Do this:
Reproduce the records word for word, starting at the first line and ending at the line that contains "367 148 L 408", and leave out the pictures.

===

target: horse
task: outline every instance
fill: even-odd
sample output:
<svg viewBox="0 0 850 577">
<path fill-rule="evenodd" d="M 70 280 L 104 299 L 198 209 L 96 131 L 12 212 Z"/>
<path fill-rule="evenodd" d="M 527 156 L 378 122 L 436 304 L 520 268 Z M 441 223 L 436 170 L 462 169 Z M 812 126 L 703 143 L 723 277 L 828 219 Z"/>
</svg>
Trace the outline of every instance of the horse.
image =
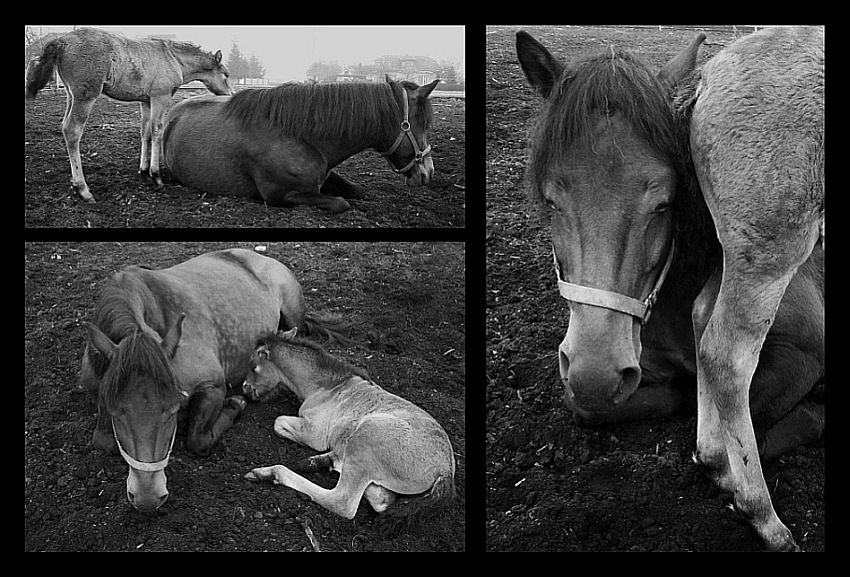
<svg viewBox="0 0 850 577">
<path fill-rule="evenodd" d="M 367 148 L 408 186 L 431 180 L 428 95 L 439 82 L 288 83 L 184 100 L 165 121 L 165 163 L 178 182 L 207 193 L 344 212 L 344 199 L 363 190 L 332 169 Z"/>
<path fill-rule="evenodd" d="M 83 175 L 80 139 L 101 94 L 140 103 L 139 175 L 161 188 L 163 117 L 176 90 L 190 80 L 200 80 L 214 94 L 232 93 L 221 50 L 211 54 L 188 42 L 128 40 L 94 28 L 79 28 L 44 46 L 37 62 L 27 69 L 27 99 L 36 97 L 53 78 L 54 69 L 67 96 L 62 134 L 71 162 L 71 186 L 85 202 L 95 199 Z"/>
<path fill-rule="evenodd" d="M 654 74 L 615 48 L 563 64 L 526 32 L 544 98 L 526 181 L 551 222 L 580 425 L 674 414 L 770 550 L 796 550 L 761 459 L 823 427 L 823 30 L 766 29 Z M 650 321 L 651 315 L 651 321 Z"/>
<path fill-rule="evenodd" d="M 92 445 L 130 466 L 127 499 L 139 511 L 168 498 L 165 468 L 188 407 L 187 446 L 208 456 L 245 409 L 239 383 L 257 338 L 277 328 L 332 334 L 306 314 L 301 285 L 250 250 L 204 254 L 170 268 L 130 266 L 104 287 L 91 322 L 80 384 L 97 403 Z"/>
<path fill-rule="evenodd" d="M 353 519 L 365 497 L 389 531 L 445 508 L 455 497 L 455 460 L 446 432 L 428 413 L 369 380 L 297 329 L 262 339 L 242 390 L 248 398 L 280 383 L 302 401 L 297 417 L 281 416 L 274 431 L 322 454 L 303 470 L 330 467 L 339 481 L 324 489 L 284 465 L 255 468 L 251 481 L 271 480 L 308 495 L 328 511 Z M 399 496 L 413 496 L 391 507 Z"/>
</svg>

===

Full solution:
target: horse
task: outline every instance
fill: even-odd
sample output:
<svg viewBox="0 0 850 577">
<path fill-rule="evenodd" d="M 70 280 L 104 299 L 198 209 L 96 131 L 12 212 Z"/>
<path fill-rule="evenodd" d="M 527 156 L 378 122 L 436 304 L 520 268 Z M 441 223 L 436 170 L 462 169 Z M 812 126 L 703 143 L 723 277 L 828 219 Z"/>
</svg>
Trace the outline of every instance of the horse.
image =
<svg viewBox="0 0 850 577">
<path fill-rule="evenodd" d="M 367 148 L 408 186 L 431 180 L 428 95 L 439 82 L 288 83 L 184 100 L 165 121 L 165 163 L 178 182 L 207 193 L 344 212 L 344 199 L 363 190 L 332 169 Z"/>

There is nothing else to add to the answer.